Convert each line of the data below into an item of a numbered list, skipping blank lines and leaving out the pictures.
── SUPPLIED MATERIAL
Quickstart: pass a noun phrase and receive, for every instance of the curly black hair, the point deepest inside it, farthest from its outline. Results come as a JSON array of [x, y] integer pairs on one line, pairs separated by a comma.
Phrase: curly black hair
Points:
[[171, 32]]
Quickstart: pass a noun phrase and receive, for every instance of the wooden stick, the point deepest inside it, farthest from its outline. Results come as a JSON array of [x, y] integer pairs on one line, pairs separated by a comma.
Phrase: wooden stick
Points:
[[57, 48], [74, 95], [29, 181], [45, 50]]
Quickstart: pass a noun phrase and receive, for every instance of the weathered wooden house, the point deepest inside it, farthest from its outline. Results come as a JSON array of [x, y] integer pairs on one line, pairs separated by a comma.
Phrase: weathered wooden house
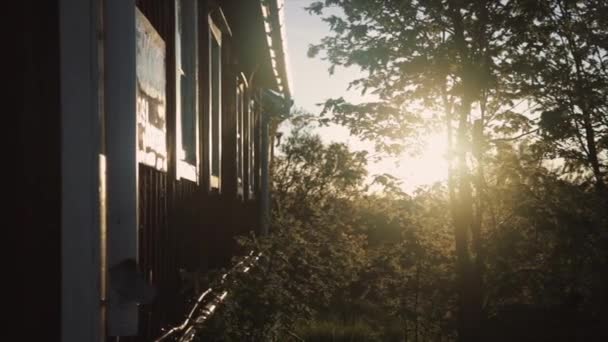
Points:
[[151, 123]]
────
RESULT OF THE TASK:
1. Quickstart: pass a noun phrase and receive, for every instance of the curly black hair, the point deepest inside it, farthest from its outline. Results come as a JSON array of [x, y] integer pairs on one line, pairs separated by a comma.
2. Phrase: curly black hair
3. Points:
4. [[171, 32]]
5. Quickstart: pass a noun phrase and receive, for every instance of the wooden stick, the point deepest inside it, farthest from its outline. Results come as a JSON array of [x, y] integer pairs on one line, pairs separated by a comma.
6. Phrase: wooden stick
7. Points:
8. [[57, 48], [74, 95], [29, 181], [45, 50]]
9. Quickstart: pass a noun phrase and receive, for every instance of the weathered wooden house, the point deepest inside it, farthest from its outline. Results come as a JSON array of [x, y] integer pairs on one line, pairs separated by a comma.
10. Phrase: weathered wooden house
11. Points:
12. [[151, 123]]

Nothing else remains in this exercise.